**Task details**
Determine how many lines in the items below contain the string "water", with case counting. Give only the number.

**Data records**
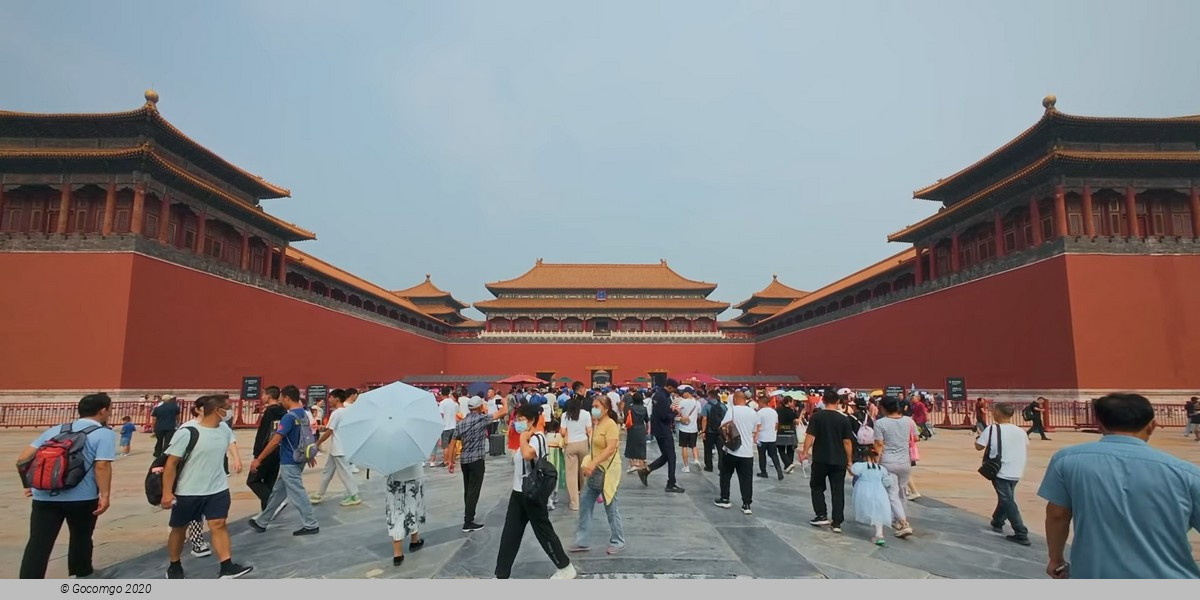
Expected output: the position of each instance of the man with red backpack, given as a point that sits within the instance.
==
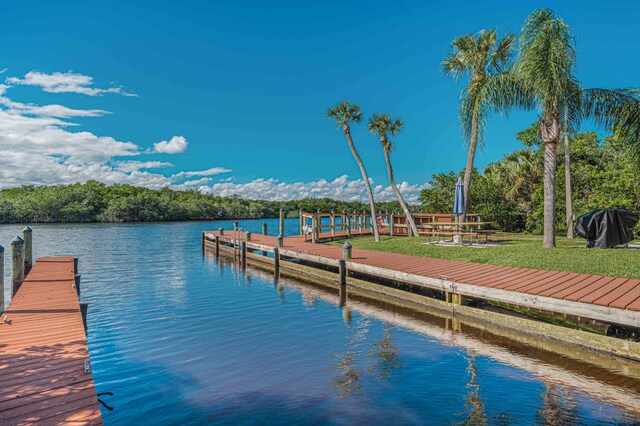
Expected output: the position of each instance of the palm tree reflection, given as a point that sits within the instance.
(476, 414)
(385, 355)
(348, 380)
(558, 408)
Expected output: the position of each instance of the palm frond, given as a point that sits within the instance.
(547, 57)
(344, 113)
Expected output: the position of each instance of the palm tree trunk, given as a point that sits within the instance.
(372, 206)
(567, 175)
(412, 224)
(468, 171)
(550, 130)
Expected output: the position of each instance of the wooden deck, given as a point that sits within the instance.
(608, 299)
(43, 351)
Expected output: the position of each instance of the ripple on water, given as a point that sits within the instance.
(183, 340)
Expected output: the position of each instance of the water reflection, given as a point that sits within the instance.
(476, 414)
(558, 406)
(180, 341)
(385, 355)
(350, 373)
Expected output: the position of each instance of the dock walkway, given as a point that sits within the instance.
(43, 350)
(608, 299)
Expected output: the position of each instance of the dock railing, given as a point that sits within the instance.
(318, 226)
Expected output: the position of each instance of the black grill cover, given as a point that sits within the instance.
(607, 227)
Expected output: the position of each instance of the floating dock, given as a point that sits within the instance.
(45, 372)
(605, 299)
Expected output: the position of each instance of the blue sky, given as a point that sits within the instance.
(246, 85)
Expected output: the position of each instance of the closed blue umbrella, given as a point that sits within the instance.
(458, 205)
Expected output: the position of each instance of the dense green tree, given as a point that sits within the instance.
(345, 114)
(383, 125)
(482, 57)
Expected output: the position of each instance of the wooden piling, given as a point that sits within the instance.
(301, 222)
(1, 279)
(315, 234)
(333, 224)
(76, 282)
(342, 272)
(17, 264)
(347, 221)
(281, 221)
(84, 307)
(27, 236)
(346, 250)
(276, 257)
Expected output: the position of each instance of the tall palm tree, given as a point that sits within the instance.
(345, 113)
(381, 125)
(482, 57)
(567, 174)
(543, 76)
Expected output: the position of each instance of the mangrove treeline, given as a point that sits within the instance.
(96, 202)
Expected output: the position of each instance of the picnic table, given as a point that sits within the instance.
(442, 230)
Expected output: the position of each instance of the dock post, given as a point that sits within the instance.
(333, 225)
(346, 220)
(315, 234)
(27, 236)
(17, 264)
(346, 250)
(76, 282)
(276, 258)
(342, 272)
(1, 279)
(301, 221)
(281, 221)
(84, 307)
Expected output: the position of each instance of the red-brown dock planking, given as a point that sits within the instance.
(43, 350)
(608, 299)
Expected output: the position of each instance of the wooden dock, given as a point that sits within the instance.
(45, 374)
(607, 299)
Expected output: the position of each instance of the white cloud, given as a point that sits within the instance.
...
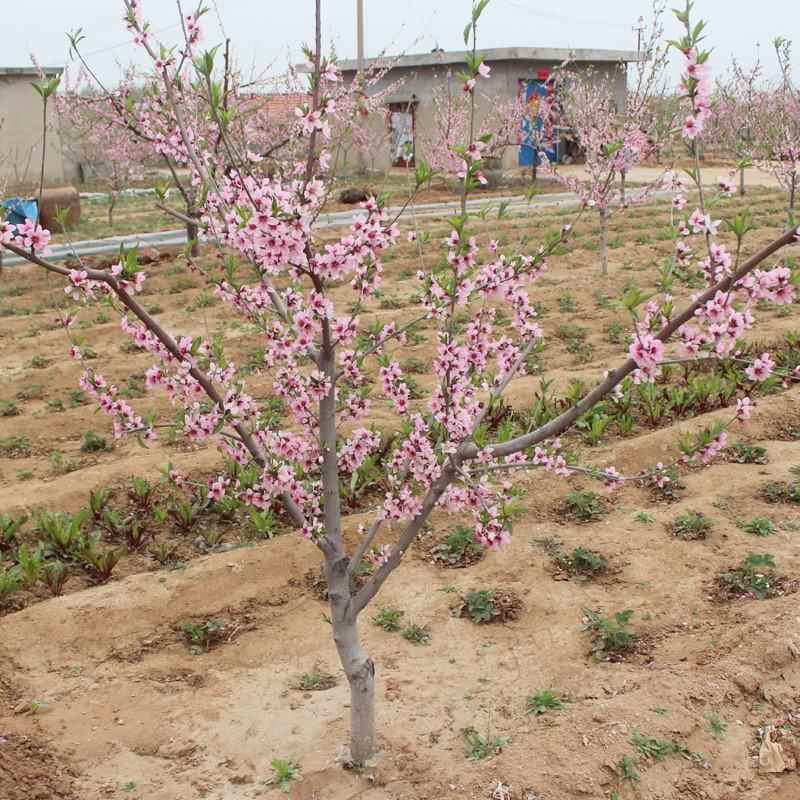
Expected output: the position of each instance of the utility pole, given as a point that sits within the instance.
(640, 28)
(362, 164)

**Exercise result**
2